Repeat word for word every line from the one holding "the stone tower" to the end of the material below.

==== DATA FOR ANALYSIS

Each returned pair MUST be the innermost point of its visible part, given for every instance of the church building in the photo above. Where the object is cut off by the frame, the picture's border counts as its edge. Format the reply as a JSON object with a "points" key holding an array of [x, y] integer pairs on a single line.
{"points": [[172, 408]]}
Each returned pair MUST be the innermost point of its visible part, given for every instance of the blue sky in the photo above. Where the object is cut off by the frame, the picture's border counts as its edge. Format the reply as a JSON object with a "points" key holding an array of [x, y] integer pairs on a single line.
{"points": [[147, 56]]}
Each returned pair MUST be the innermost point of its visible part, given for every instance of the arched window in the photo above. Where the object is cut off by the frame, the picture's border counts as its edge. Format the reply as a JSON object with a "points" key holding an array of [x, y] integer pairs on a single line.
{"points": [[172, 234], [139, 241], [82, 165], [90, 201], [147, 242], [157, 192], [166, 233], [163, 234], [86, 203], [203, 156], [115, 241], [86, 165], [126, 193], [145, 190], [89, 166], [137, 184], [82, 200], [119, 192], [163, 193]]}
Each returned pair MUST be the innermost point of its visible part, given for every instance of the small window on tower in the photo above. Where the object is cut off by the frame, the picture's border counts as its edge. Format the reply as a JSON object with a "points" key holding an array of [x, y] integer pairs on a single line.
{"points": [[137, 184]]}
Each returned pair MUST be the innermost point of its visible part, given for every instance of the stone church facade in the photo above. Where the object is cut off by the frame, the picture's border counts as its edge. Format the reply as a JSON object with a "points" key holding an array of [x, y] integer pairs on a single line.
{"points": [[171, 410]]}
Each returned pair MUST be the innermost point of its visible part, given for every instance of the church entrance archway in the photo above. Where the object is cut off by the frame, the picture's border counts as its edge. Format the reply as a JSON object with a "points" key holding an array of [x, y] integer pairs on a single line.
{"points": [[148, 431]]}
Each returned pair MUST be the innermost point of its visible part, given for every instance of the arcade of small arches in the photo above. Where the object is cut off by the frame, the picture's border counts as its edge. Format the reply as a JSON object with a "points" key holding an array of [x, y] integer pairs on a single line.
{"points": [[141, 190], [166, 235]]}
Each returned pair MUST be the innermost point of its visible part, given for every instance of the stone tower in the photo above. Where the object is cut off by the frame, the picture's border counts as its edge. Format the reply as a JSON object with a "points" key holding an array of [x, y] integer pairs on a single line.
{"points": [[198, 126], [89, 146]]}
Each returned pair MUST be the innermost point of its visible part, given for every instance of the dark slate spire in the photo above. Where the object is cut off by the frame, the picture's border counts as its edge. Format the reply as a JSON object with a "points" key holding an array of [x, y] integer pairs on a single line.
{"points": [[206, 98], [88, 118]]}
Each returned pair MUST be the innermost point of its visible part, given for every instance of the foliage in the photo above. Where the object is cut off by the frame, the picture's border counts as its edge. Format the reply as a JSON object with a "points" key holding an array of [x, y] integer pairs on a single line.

========

◆ ANSWER AREA ◆
Each returned pair MUST be the innermost point of its visible part, given for every instance of the stone tower in the photo above. Where the object is cut off by the frame, the picture's border counts as its edge. Format the reply as a JSON object with a "points" key holding an array of [x, y] integer pairs on a single line.
{"points": [[198, 126], [89, 146]]}
Each returned pair MUST be the innermost point of its visible part, given for every instance of the dark slate spire in the photo above. Where the object is cut off by the frame, the picture's border counts as its edge. Format the reply as a JSON object with a "points" key holding an array of [x, y] integer pairs on a single line.
{"points": [[206, 98], [88, 118]]}
Each returned pair MUST be the innermost point of its visible part, given for every instance of the foliage in the photo above. Where the object is cut off by the frame, the picture's border counts as its edge. Format the reply as a JSON object with a "points" key holding an array of [x, y] integer pairs on a single line.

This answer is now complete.